Region labeling entries —
********************
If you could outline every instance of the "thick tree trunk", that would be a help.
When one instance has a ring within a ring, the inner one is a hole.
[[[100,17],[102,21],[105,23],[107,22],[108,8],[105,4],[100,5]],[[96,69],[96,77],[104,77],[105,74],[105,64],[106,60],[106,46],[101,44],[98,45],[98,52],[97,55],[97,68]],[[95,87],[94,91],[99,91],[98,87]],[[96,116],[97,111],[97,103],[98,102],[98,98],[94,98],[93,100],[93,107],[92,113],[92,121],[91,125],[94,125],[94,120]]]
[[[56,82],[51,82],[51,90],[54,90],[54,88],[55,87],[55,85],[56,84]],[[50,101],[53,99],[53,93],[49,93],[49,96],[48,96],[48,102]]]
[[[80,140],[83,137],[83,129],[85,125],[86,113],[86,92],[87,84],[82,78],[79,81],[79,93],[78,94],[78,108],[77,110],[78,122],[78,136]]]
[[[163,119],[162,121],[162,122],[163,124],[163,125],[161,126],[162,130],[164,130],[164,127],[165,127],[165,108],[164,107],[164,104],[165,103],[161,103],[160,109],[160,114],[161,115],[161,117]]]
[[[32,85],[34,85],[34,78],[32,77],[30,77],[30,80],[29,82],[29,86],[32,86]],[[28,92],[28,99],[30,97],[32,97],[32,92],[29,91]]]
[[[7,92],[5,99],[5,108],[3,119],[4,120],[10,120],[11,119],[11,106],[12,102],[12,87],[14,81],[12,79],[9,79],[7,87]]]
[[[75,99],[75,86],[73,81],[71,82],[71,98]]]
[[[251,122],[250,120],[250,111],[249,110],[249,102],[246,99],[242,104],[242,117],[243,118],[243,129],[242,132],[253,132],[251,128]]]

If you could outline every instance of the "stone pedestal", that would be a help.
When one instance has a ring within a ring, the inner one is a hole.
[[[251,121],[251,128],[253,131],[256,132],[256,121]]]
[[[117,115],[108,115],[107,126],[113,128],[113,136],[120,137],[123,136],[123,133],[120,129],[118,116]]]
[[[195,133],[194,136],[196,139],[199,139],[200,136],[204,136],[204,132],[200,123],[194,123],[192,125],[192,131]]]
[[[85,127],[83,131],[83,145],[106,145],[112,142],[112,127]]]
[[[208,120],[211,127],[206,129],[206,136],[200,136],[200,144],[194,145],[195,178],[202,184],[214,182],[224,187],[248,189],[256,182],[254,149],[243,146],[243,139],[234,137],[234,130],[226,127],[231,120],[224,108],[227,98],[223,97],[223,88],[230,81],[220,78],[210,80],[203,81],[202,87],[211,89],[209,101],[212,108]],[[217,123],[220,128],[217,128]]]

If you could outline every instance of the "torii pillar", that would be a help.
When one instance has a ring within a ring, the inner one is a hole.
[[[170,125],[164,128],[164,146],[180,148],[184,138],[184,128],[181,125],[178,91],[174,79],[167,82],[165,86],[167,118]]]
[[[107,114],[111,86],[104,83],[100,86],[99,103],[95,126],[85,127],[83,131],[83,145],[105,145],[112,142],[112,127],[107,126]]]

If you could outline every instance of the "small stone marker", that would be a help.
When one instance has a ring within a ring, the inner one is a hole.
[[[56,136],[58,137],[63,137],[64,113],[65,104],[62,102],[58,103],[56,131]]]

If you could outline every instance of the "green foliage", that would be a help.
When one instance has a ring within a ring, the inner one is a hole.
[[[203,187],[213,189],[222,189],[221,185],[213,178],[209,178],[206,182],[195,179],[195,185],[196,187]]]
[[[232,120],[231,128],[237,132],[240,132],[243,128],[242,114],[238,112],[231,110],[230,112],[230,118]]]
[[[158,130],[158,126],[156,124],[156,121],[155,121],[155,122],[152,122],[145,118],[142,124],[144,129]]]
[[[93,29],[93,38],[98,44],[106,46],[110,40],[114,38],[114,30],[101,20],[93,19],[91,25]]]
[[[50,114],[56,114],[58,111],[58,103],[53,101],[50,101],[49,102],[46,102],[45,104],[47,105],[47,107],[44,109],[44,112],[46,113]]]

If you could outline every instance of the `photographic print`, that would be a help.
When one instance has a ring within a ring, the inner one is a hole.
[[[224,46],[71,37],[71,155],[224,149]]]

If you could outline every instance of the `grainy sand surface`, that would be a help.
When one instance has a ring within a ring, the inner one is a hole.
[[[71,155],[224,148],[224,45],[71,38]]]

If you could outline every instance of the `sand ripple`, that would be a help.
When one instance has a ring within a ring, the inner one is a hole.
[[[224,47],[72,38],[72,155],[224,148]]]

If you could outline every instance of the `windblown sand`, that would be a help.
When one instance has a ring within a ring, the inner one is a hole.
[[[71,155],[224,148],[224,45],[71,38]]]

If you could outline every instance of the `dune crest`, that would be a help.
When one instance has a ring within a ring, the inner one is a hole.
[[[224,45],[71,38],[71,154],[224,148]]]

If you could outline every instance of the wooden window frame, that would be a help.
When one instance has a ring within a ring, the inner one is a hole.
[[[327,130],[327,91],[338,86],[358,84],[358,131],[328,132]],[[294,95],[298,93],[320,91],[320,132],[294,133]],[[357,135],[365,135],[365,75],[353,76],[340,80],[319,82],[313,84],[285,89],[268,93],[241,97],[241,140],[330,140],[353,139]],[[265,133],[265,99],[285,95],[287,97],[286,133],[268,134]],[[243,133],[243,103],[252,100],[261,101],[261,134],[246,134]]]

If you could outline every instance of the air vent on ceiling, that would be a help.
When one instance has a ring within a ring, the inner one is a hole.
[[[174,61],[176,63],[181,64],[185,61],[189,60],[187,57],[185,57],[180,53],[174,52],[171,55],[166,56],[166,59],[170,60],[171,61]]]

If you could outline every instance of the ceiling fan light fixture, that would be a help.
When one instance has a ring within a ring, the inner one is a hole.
********************
Task objective —
Can you output these lines as a numbered list, leaving out the blank lines?

Written solution —
1. If you could outline every instance of the "thick tree trunk", that would be a help.
2. When one instance has a ring within a ring, the inner one is a hole.
3. [[[100,17],[102,21],[105,23],[107,22],[108,8],[105,4],[100,5]],[[96,69],[96,77],[104,77],[105,74],[105,64],[106,60],[106,46],[101,44],[98,45],[98,52],[97,55],[97,68]],[[95,87],[94,91],[99,91],[98,87]],[[96,116],[97,111],[97,103],[98,102],[98,98],[94,98],[93,100],[93,107],[92,113],[92,121],[91,125],[94,125],[94,120]]]
4. [[[56,82],[51,82],[51,90],[54,90],[54,88],[55,87],[55,85],[56,84]],[[50,101],[53,99],[53,93],[49,93],[49,96],[48,96],[48,102]]]
5. [[[80,140],[83,137],[83,129],[85,125],[86,113],[86,92],[87,84],[82,78],[79,81],[79,93],[78,94],[78,108],[77,110],[78,122],[78,136]]]
6. [[[163,119],[162,121],[162,122],[163,124],[163,125],[161,126],[162,130],[164,130],[164,127],[165,127],[165,108],[164,107],[164,104],[165,103],[161,103],[160,109],[160,114],[161,115],[161,117]]]
7. [[[32,85],[34,85],[34,78],[32,77],[30,77],[30,80],[29,82],[29,86],[32,86]],[[28,92],[28,99],[30,97],[32,97],[32,92],[29,91]]]
8. [[[7,92],[5,99],[5,108],[3,119],[4,120],[10,120],[11,119],[11,106],[12,102],[12,87],[14,81],[12,79],[9,79],[7,87]]]
9. [[[75,99],[75,86],[73,81],[71,82],[71,98]]]
10. [[[251,122],[250,120],[250,111],[249,110],[249,102],[246,99],[242,104],[242,117],[243,118],[243,129],[242,132],[253,132],[251,128]]]
11. If you could outline every instance of the "stone pedestal", that would be a help.
12. When one instance has a ring within a ring, the inner one is a hole.
13. [[[251,121],[251,128],[253,131],[256,132],[256,121]]]
14. [[[117,115],[108,115],[107,126],[113,128],[113,136],[120,137],[123,136],[123,133],[120,129],[118,116]]]
15. [[[195,133],[194,136],[196,139],[199,139],[200,136],[204,136],[204,132],[200,123],[194,123],[192,125],[192,131]]]
16. [[[85,127],[83,131],[83,145],[106,145],[112,142],[112,127]]]
17. [[[208,120],[211,127],[206,129],[206,136],[200,136],[200,144],[194,145],[195,178],[202,184],[214,182],[224,187],[248,189],[256,182],[254,149],[243,146],[243,139],[234,137],[234,130],[226,127],[231,120],[224,108],[227,98],[223,97],[223,88],[230,81],[220,78],[210,80],[203,81],[202,87],[211,89],[209,101],[212,108]],[[217,123],[220,128],[217,128]]]
18. If you could outline every instance of the "torii pillar", that would be a help.
19. When one instance has a ring within a ring, the inner one is a hole.
20. [[[170,125],[164,128],[164,146],[180,148],[184,138],[184,128],[181,125],[178,91],[174,79],[167,82],[165,86],[167,118]]]
21. [[[107,114],[111,86],[104,83],[100,86],[99,103],[95,126],[85,127],[83,131],[83,145],[105,145],[112,142],[112,127],[107,126]]]
22. If you could outline every instance of the "small stone marker", that would be a help.
23. When one instance has a ring within a ring, the inner one is a hole.
24. [[[56,136],[58,137],[63,137],[64,113],[65,104],[62,102],[58,103],[56,131]]]
25. If you could outline every instance of the "green foliage", that would be a help.
26. When one instance has a ring within a ring, the inner one is a hole.
27. [[[203,187],[213,189],[222,189],[221,185],[213,178],[209,178],[206,182],[195,179],[195,185],[196,187]]]
28. [[[232,120],[231,128],[237,132],[240,132],[243,128],[242,114],[238,112],[231,110],[230,112],[230,118]]]
29. [[[158,130],[158,126],[156,124],[156,121],[155,121],[155,122],[152,122],[145,118],[142,124],[144,129]]]
30. [[[93,29],[93,38],[98,44],[106,46],[110,40],[114,38],[114,30],[101,20],[93,19],[91,25]]]
31. [[[50,114],[56,114],[58,111],[58,103],[53,101],[50,101],[49,102],[46,102],[45,104],[47,105],[47,107],[44,109],[44,112],[46,113]]]
32. If you could outline every instance of the `photographic print`, that would be a help.
33. When one instance has a ring within a ring, the inner one is a hole.
34. [[[224,46],[71,37],[71,155],[224,149]]]
35. If you could outline every instance of the `grainy sand surface`, that would be a help.
36. When one instance has a ring within a ring, the inner one is a hole.
37. [[[71,155],[224,148],[224,45],[71,38]]]
38. If you could outline every instance of the `sand ripple`, that would be a help.
39. When one instance has a ring within a ring, the inner one is a hole.
40. [[[224,47],[72,38],[72,155],[224,148]]]
41. If you could outline every instance of the `windblown sand`, that would be a help.
42. When one instance has a ring within a ring, the inner one is a hole.
43. [[[71,155],[224,148],[224,45],[71,38]]]
44. If you could outline every instance of the `dune crest`, that would be a help.
45. When one instance has a ring within a ring, the inner one is a hole.
46. [[[224,45],[71,38],[71,154],[224,148]]]
47. If you could outline every instance of the wooden window frame, that would be a help.
48. When one instance has a ring within a ring, the inner one is a hole.
49. [[[327,130],[327,91],[338,86],[358,84],[358,131],[328,132]],[[294,95],[298,93],[320,91],[320,132],[294,133]],[[357,135],[365,135],[365,75],[353,76],[340,80],[319,82],[313,84],[285,89],[268,93],[241,97],[241,140],[330,140],[353,139]],[[265,133],[265,99],[285,95],[287,97],[286,133],[268,134]],[[243,133],[243,103],[252,100],[261,101],[261,134],[246,134]]]
50. If you could outline every instance of the air vent on ceiling, that would be a help.
51. When one instance has a ring within a ring, the inner one is a hole.
52. [[[174,61],[176,63],[181,64],[185,61],[189,60],[187,57],[185,57],[180,53],[174,52],[171,55],[166,56],[166,59],[170,60],[171,61]]]
53. If you could outline every instance of the ceiling fan light fixture, that would be a help.
54. When one instance has a ring within a ring, the inner one is a hole.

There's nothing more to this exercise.